═════ QUELLE ═════
Bereits im September vergangenen Jahres hatten mehr als 100 Wissenschaftler und Vertreter der führenden Öl- und Gasunternehmen aus aller Welt über mögliche Forschungskonzepte diskutiert. Dabei hoffen sie auch auf Vorkommen in Brandenburg, vielleicht sogar unmittelbar bei Potsdam. „Hier ist ein Potenzial im unterkarbonischen Schwarzschiefer möglich, das sich vielleicht fördern lässt“, erläutert der Geologe Hans-Martin Schulz.

Während Geologen mittelfristig für Nordamerika einen aus Schiefergestein gewonnenen Gasanteil von 20 Prozent prognostizieren, sieht es in Europa nicht ganz so rosig aus. Die Größe möglicher Gasfelder steht noch nicht fest. Aber in Schweden und Österreich waren Testbohrungen erfolgreich. In Deutschland vermuten die Experten Vorkommen vor allem in den neuen Bundesländern. Sollte sich dies bestätigen, so könnte vielleicht das GFZ Potsdam zum europäischen Zentrum der Shale-Gas Forschung avancieren, hofft Hans-Martin Schulz.

Um herauszufinden, wo das Gas überhaupt in den europäischen Schieferschichten lagert, nutzen Geologen Verfahren, bei denen mittels Schallwellen Gasfelder und deren Größe geortet werden. Förderfirmen, die das Projekt mit immerhin 3,35 Millionen Euro voranbringen, stellen einen Großteil der Geoinformationen. Aus denen soll zunächst einmal ein geografisches Informationssystem entstehen, das Aufschluss über die Vorkommen gibt.
═════ DATENAUSZUG ═════
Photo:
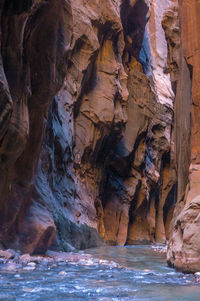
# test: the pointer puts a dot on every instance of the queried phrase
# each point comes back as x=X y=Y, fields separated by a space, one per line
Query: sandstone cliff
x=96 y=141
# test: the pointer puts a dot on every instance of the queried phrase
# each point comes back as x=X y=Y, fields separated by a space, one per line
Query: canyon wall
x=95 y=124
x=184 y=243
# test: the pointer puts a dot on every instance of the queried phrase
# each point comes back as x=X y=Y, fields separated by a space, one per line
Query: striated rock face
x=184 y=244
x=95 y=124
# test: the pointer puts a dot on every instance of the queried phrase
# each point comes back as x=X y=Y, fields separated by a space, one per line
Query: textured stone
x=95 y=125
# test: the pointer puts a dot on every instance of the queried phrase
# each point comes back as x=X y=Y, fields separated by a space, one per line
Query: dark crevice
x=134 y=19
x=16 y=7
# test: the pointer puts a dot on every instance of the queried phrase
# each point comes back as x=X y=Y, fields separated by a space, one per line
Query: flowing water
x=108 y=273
═════
═════ DATENAUSZUG ═════
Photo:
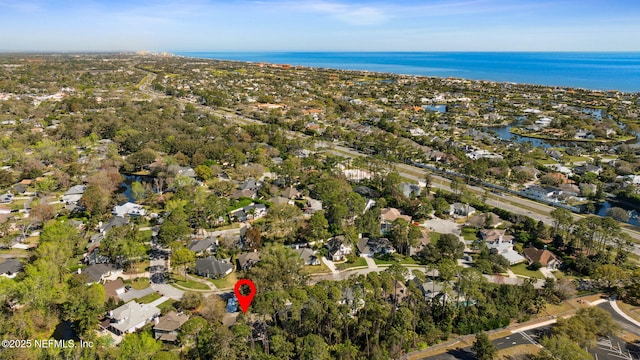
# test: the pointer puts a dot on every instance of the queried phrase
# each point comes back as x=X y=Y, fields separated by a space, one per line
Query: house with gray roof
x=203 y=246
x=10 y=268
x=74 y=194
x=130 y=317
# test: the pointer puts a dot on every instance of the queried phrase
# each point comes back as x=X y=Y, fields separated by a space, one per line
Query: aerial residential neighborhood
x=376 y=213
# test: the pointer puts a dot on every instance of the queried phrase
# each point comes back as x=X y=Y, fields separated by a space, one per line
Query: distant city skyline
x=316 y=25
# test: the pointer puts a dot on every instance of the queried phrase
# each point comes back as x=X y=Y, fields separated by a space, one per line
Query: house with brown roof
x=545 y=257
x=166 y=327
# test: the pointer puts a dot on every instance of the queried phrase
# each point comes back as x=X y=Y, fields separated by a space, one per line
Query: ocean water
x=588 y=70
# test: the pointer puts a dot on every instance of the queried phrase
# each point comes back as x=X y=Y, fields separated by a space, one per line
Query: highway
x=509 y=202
═════
▶ [ARBEITSAUFTRAG] Führe den Text über die Schiefergas-Forschung im Anschluss an seinen letzten Satz weiter. Die Datensätze spielen hierfür keine Rolle.

▶ [ERGEBNIS]
Das Gas lässt sich nicht so einfach an die Oberfläche befördern. Man müsse zunächst einmal gut zwei Kilometer senkrecht in die Tiefe bohren, um auf das Schiefergestein zu stoßen, erklärt Horsfield. Dann werde waagerecht weitergebohrt, in das Gestein hinein. Mit Wasser, das mit mikrometergroßen Kügelchen versetzt sei, werde dann das Gas aus dem Gestein gepresst. Durch den Bohrschacht gelange es an die Oberfläche. „Hydraulic fracturing“ nennt sich das Verfahren, bei dem das Gas aus dem Schiefergestein geknackt wird. Oben angekommen könne es in die vorhandenen Leitungen eingespeist werden. Eine aufwendige weitere Verarbeitung sei zumeist nicht notwendig. Die Bohrung selber benötige so wenig Platz, dass beispielsweise im Zentrum der Stadt Fort Worth in Texas ein Bohrturm stehe. „Der fällt gar nicht weiter auf“, behauptet Horsfield. Um das Gas aus dem Gestein zu pressen, werde weniger Energie benötigt, als beispielsweise bei der entsprechenden Förderung aus Kohle.

Die Prognosen für die Förderung des im Gestein verborgenen Gases sind teilweise recht euphorisch. Nachdem sich die Gaspreise in den vergangenen Jahren stetig nach oben entwickelt hatten und Lieferanten aus Russland oder dem Nahen Osten nicht immer als zuverlässige Partner erschienen, halten es Industrie und Politik für sinnvoll, nach heimischen Ressourcen zu forschen. Bis zu 450 Billionen Kubikmeter Shale-Gas sollen verborgen im Untergrund schlummern. Dem steht eine Naturgasförderung von 2700 Milliarden Kubikmeter im Jahr 2004 gegenüber. Würden die verborgenen Quellen erschlossen, so verlängerten sich die Gasreserven von bisher 70 auf 170 Jahre, vermuten Experten.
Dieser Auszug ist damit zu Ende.